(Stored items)
———
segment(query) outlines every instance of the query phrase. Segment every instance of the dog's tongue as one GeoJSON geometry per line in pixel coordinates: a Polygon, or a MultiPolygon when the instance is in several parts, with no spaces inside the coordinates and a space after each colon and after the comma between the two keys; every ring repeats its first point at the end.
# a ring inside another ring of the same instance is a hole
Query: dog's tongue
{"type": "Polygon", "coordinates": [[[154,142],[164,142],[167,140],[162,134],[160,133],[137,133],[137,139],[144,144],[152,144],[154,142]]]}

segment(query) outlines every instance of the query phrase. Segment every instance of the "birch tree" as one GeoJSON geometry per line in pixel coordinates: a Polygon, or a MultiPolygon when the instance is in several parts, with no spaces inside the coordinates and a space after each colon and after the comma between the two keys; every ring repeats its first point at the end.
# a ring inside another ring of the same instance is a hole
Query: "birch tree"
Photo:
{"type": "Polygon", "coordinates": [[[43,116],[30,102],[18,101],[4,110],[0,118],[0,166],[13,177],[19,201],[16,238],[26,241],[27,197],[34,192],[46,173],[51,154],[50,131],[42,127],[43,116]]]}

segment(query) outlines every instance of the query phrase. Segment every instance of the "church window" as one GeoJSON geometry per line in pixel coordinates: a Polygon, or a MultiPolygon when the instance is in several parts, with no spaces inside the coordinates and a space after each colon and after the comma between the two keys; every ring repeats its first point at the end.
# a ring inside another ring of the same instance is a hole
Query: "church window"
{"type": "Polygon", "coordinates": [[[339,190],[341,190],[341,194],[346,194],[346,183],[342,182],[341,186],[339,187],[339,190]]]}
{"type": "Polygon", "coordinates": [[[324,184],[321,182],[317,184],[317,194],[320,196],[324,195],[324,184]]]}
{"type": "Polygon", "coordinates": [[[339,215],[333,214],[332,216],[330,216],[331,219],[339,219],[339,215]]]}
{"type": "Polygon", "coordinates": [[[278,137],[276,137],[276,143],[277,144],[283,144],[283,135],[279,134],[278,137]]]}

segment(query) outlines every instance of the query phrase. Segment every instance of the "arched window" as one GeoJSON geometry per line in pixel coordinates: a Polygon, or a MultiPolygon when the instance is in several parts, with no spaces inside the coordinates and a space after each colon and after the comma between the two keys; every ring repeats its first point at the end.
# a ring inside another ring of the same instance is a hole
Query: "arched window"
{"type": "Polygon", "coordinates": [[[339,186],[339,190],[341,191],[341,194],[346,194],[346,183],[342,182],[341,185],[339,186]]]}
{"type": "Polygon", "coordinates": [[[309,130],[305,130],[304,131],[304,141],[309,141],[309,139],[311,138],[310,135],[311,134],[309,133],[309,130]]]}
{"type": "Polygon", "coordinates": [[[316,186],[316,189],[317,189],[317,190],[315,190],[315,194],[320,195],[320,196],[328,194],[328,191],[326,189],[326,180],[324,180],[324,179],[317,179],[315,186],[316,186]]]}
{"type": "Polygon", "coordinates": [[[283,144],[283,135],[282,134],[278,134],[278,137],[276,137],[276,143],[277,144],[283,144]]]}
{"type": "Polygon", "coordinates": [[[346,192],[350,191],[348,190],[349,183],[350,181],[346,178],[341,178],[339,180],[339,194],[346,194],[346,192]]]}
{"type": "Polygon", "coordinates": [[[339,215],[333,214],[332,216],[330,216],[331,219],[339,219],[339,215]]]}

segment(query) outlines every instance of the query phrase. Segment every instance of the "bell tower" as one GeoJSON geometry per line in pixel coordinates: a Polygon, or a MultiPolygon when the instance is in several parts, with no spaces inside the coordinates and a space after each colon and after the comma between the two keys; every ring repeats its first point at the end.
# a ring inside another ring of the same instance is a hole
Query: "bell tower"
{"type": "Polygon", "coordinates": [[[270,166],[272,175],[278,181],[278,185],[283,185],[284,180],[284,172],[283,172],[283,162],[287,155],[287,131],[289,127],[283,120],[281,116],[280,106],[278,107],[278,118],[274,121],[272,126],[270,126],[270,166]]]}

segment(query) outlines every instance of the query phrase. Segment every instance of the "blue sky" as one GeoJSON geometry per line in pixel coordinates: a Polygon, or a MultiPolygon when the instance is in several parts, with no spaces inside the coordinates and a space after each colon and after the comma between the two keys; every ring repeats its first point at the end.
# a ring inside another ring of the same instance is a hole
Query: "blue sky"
———
Repeat all of the records verbatim, leaving nothing out.

segment(query) outlines every instance of the query phrase. Segment every instance of the dog's tongue as one GeoJSON geometry per line in pixel coordinates: a Polygon, or a MultiPolygon when the instance is in several parts, with no spaces inside the coordinates and a space after each colon and after the comma between the two keys; every ring repeats its first point at the end.
# a ring inside another ring of the same instance is a hole
Query: dog's tongue
{"type": "Polygon", "coordinates": [[[154,142],[164,142],[167,140],[162,134],[160,133],[137,133],[137,139],[144,144],[152,144],[154,142]]]}

segment(query) outlines every instance of the query phrase. Segment every instance of the "birch tree" as one GeoJSON geometry per line in pixel coordinates: a Polygon, or a MultiPolygon when the instance is in several parts, with no spaces inside the coordinates and a space after each colon and after the comma between the two keys; every ring repeats its first point at the end.
# a ring inside another ring of the same instance is a hole
Query: "birch tree"
Photo:
{"type": "Polygon", "coordinates": [[[43,116],[30,102],[18,101],[4,110],[0,118],[0,166],[13,177],[19,201],[16,238],[26,241],[27,197],[34,192],[46,173],[51,154],[50,131],[42,127],[43,116]]]}

segment(query) outlines every instance of the query phrase. Segment every instance of the "church window" as one GeoJSON geometry per line in pixel coordinates: a Polygon, or a MultiPolygon when the instance is in several parts, with no spaces inside the coordinates and a space after each colon and after the comma between the two keys; every ring repeats its first point at the end.
# a ring inside another ring of the same instance is a hole
Query: "church window"
{"type": "Polygon", "coordinates": [[[339,190],[341,190],[341,194],[346,194],[346,183],[342,182],[341,186],[339,187],[339,190]]]}
{"type": "Polygon", "coordinates": [[[324,184],[321,182],[317,184],[317,194],[320,196],[324,195],[324,184]]]}
{"type": "Polygon", "coordinates": [[[339,215],[333,214],[332,216],[330,216],[331,219],[339,219],[339,215]]]}
{"type": "Polygon", "coordinates": [[[278,137],[276,137],[276,143],[277,144],[283,144],[283,135],[279,134],[278,137]]]}

segment(query) outlines every instance of the query phrase. Segment every instance of the "arched window" as one GeoJSON geometry per line in pixel coordinates: a Polygon, or a MultiPolygon when the instance is in several parts, with no spaces inside the coordinates and a space after each colon and after the comma between the two keys; every ring repeats its first point at the end.
# a ring inside another ring of the same instance is a hole
Query: "arched window"
{"type": "Polygon", "coordinates": [[[339,186],[339,190],[341,191],[341,194],[346,194],[346,183],[342,182],[341,185],[339,186]]]}
{"type": "Polygon", "coordinates": [[[309,130],[305,130],[304,131],[304,141],[309,141],[309,139],[311,138],[310,135],[311,134],[309,133],[309,130]]]}
{"type": "Polygon", "coordinates": [[[316,186],[316,189],[317,189],[317,190],[315,190],[315,194],[320,195],[320,196],[328,194],[328,191],[326,189],[326,180],[324,180],[324,179],[317,179],[315,186],[316,186]]]}
{"type": "Polygon", "coordinates": [[[283,144],[283,135],[282,134],[278,134],[278,137],[276,137],[276,143],[277,144],[283,144]]]}
{"type": "Polygon", "coordinates": [[[346,192],[350,191],[348,190],[349,183],[350,181],[346,178],[341,178],[339,180],[339,194],[346,194],[346,192]]]}
{"type": "Polygon", "coordinates": [[[339,215],[333,214],[332,216],[330,216],[331,219],[339,219],[339,215]]]}

segment(query) outlines every instance of the query phrase. Segment every instance of the "bell tower" as one GeoJSON geometry per line in pixel coordinates: a Polygon, or a MultiPolygon when the instance is in several parts, with no spaces inside the coordinates and a space after each colon and after the comma between the two keys; every ring repeats its first point at the end.
# a ring inside another ring of the same instance is a hole
Query: "bell tower"
{"type": "Polygon", "coordinates": [[[270,166],[272,175],[278,181],[278,185],[283,185],[284,180],[284,172],[283,172],[283,162],[287,155],[287,131],[289,127],[283,120],[281,116],[280,106],[278,107],[278,118],[274,121],[272,126],[270,126],[270,166]]]}

segment(query) outlines every instance of the query phrase. Segment every instance of the "blue sky" as one GeoJSON geometry per line in pixel coordinates: a Polygon, or a MultiPolygon when the instance is in several parts, with no spaces inside the coordinates and a space after each colon and after the comma between the two keys; every ring repeats its first point at the end.
# a ring inside another ring of the same instance is a hole
Query: "blue sky"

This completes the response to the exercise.